> Brief
Quote every one of the following lines word for word, with no changes.

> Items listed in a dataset
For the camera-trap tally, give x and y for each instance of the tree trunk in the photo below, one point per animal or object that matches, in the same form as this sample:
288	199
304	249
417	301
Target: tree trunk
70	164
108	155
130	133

> Exercise output
For the camera-trap tally, give x and y for each instance of the tree trunk in the photo below, one point per animal or object that matches, in the same form as this sample:
288	199
304	249
417	301
Target: tree trunk
70	164
108	155
130	133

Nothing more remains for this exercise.